**Extract**

•••

Implementing Efficient Camera ISP Filters on GPGUs Using OpenCL

Jongtae Park*, Beron Facchini*, Jingun Hong*, Bernd Burgstaller*
*Dept. of Computer Science, Yonsei University

1. Introduction

Researchers and developers alike have become interested in accelerators for extremely demanding computations. As a result, GPUs, which have been originally intended for 3D graphics, have recently acquired general purpose computing capabilities to exploit the abundant amount of parallelism offered by these architectures. This trend is collectively known as GPGPU computing [5]. In response to increasing numbers of vendor-specific platforms and programming interfaces, OpenCL has been proposed as an open standard for GPGPU computing. Digital image processing is an application domain with an abundant amount of parallelism: algorithms often apply to single pixels or sub-parts of an image, with no (or little) dependencies between them. Nevertheless, because of GPGPU hardware idiosyncrasies, achieving high performance for such algorithms is still a challenging task. In this paper we investigated how camera ISP filters can be implemented on NVIDIA’s CUDA architecture using OpenCL. Our work shows how performance bottlenecks with ISP algorithms can be avoided and how programming techniques for GPGPUs can be utilized specifically for image processing. The remainder of the paper is structured as follows: in Section 2 we survey related work. In Section 3 we introduce our filter algorithms and the GPGPU-specific optimizations. In Section 4 we present our experimental results. We draw our conclusions in Section 5.

2. Related Work

2D image processing has been achieved through a restricted form of 3D graphics processing since GPUs have become programmable. Early approaches required knowledge of GPU programming like Direct3D or OpenGL in which each pixel can run one or more small programs called vertex shaders and pixel shaders. Mcguire’s demosaicing and median filters show reasonable performance on GPUs with this approach [4, 5]. In this paper we approach image processing as a form of GPGPU computing based on OpenCL. OpenCL is geared towards general-purpose computing and it is platform-independent, which will provide a straight-forward mapping (i.e., re-compile) of code onto other types of parallel accelerators such as the IBM Cell Broadband Engine or DSPs.

3. Camera ISP Filters

Many different image filter algorithms exist, but very few are actually required for camera ISP pipelines. We focused on common filters, including filters from the post-ISP pipeline, for which we were able to derive optimization methodologies that will apply to the majority of image filter algorithms. Our implementations comprise five kinds of filters: color reconstruction (a.k.a. demosaicing), color model conversion, noise reduction, image convolution and pixel blending. Although pixel blending is not an essential component of ISP pipelines, it is a computationally intensive
filter. Mapping such a filter on a GPGPU can yield reasonable frame rates.

•••

**Task list**
1. Condense the paragraph of the extract on camera ISP filters that begins "2D image processing has been achieved" into a bulleted list that keeps its main facts.
2. Print the passage of the extract on camera ISP filters between "2D image processing" and "Engine or DSPs.", inclusive.

(Coordinate annotation records)
•••

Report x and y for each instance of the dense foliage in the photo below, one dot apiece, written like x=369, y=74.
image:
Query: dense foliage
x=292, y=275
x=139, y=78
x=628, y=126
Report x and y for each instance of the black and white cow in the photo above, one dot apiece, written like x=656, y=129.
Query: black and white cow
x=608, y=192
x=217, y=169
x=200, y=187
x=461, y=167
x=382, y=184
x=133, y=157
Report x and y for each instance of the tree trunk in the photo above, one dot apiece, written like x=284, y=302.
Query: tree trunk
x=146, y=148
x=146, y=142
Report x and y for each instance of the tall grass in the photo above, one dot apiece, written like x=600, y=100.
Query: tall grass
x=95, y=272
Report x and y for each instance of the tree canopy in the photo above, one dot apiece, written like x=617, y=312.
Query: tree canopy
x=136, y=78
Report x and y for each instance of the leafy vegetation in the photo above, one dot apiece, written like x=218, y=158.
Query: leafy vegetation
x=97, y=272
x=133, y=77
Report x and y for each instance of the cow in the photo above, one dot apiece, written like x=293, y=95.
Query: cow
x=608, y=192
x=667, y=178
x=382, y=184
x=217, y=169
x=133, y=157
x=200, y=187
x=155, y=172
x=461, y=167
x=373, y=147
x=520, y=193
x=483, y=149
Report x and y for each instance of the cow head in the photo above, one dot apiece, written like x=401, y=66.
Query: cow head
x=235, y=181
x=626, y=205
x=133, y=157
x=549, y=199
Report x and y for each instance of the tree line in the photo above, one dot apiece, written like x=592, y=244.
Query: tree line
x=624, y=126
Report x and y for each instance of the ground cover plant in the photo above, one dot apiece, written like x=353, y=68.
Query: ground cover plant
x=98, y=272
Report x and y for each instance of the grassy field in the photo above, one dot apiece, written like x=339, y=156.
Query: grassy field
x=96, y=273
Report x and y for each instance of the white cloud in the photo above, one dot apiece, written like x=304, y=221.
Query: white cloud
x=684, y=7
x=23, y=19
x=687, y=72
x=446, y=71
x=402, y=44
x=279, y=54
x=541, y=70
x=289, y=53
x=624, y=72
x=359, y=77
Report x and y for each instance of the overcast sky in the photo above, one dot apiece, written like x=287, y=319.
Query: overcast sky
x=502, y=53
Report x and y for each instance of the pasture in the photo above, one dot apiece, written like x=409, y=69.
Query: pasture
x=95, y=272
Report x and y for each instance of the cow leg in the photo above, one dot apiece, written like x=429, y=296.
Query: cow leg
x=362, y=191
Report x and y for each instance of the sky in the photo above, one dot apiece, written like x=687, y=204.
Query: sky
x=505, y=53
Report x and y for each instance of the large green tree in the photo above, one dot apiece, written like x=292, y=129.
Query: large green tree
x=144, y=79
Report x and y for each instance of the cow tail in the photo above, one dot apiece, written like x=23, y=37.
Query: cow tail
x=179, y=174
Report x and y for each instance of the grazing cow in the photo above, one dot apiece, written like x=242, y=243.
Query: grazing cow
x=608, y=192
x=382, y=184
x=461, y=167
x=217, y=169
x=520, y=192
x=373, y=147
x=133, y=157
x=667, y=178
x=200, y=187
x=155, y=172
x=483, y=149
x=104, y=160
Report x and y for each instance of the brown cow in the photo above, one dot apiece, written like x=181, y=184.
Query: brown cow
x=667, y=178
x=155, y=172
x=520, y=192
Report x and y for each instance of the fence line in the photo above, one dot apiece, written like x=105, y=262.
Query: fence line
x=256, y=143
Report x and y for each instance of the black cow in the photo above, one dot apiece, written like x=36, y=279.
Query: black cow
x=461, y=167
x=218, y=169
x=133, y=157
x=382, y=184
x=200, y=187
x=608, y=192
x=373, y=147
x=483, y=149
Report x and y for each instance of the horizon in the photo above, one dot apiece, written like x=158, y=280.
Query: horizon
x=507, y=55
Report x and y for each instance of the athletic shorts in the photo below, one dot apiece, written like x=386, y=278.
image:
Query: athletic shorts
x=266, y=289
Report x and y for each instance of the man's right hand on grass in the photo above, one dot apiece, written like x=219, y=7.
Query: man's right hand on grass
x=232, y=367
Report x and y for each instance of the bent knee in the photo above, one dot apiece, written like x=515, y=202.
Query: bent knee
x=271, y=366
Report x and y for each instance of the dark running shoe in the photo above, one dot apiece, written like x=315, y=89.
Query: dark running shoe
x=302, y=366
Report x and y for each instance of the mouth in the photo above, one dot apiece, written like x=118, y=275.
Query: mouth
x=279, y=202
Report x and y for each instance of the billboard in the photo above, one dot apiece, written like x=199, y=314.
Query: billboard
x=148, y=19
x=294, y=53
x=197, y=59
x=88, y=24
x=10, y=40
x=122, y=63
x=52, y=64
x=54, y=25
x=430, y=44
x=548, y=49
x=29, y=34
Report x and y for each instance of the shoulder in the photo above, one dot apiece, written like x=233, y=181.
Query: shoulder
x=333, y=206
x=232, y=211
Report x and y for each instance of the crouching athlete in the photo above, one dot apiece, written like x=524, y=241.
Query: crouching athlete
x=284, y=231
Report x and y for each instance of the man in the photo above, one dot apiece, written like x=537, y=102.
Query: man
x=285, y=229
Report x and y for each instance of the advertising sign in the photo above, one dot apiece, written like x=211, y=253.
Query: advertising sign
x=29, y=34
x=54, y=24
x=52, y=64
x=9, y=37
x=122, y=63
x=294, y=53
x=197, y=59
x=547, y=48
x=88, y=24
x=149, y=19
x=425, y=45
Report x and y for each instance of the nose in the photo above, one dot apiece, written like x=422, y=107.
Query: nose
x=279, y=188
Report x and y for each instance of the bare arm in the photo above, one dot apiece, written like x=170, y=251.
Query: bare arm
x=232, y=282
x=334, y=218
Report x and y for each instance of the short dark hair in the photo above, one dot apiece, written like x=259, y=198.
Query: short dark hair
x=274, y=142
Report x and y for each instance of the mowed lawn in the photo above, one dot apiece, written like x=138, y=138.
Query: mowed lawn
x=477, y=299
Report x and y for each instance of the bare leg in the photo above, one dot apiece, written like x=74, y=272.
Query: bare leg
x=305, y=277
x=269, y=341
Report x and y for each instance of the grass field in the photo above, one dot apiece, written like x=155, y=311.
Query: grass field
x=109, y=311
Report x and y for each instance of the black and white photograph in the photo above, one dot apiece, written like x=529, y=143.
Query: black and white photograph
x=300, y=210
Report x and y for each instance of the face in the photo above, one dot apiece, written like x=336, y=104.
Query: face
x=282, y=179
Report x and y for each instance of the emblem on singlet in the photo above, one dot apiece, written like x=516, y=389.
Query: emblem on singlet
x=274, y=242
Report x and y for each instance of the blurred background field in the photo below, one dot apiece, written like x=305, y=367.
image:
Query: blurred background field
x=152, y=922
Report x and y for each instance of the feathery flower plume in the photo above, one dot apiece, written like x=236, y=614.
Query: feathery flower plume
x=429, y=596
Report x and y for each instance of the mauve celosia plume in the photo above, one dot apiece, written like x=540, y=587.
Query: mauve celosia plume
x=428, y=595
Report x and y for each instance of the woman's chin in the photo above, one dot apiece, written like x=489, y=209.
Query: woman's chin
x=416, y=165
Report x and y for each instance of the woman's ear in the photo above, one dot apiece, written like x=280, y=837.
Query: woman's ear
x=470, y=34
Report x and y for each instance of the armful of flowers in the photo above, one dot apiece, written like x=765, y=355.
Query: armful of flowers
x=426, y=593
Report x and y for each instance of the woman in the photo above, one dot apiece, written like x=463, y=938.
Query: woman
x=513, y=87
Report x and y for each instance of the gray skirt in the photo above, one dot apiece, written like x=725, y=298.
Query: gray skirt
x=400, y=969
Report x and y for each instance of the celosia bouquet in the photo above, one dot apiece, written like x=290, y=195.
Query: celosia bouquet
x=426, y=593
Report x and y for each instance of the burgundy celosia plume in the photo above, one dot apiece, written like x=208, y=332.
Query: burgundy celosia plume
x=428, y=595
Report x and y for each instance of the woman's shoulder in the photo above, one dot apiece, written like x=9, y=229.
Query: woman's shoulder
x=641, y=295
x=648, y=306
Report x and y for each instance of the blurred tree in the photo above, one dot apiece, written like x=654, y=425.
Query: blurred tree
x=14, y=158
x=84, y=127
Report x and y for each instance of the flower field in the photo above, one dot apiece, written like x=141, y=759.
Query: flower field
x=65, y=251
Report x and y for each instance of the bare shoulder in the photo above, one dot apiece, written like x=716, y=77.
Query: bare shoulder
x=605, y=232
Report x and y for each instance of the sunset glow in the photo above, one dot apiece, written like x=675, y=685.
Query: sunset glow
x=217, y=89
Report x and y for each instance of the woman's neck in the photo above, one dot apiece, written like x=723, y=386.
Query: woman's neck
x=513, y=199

•••

**The solutions**
1.
- Since GPUs became programmable, 2D image processing has been done as a restricted form of 3D graphics processing.
- Early approaches required knowledge of GPU programming such as Direct3D or OpenGL, where each pixel can run small programs called vertex shaders and pixel shaders.
- Mcguire's demosaicing and median filters show reasonable performance on GPUs with this approach [4, 5].
- This paper treats image processing as GPGPU computing based on OpenCL.
- OpenCL is general-purpose and platform-independent, so code can be mapped (re-compiled) onto other parallel accelerators such as the IBM Cell Broadband Engine or DSPs.

2.
2D image processing has been achieved through a restricted form of 3D graphics processing since GPUs have become programmable. Early approaches required knowledge of GPU programming like Direct3D or OpenGL in which each pixel can run one or more small programs called vertex shaders and pixel shaders. Mcguire’s demosaicing and median filters show reasonable performance on GPUs with this approach [4, 5]. In this paper we approach image processing as a form of GPGPU computing based on OpenCL. OpenCL is geared towards general-purpose computing and it is platform-independent, which will provide a straight-forward mapping (i.e., re-compile) of code onto other types of parallel accelerators such as the IBM Cell Broadband Engine or DSPs.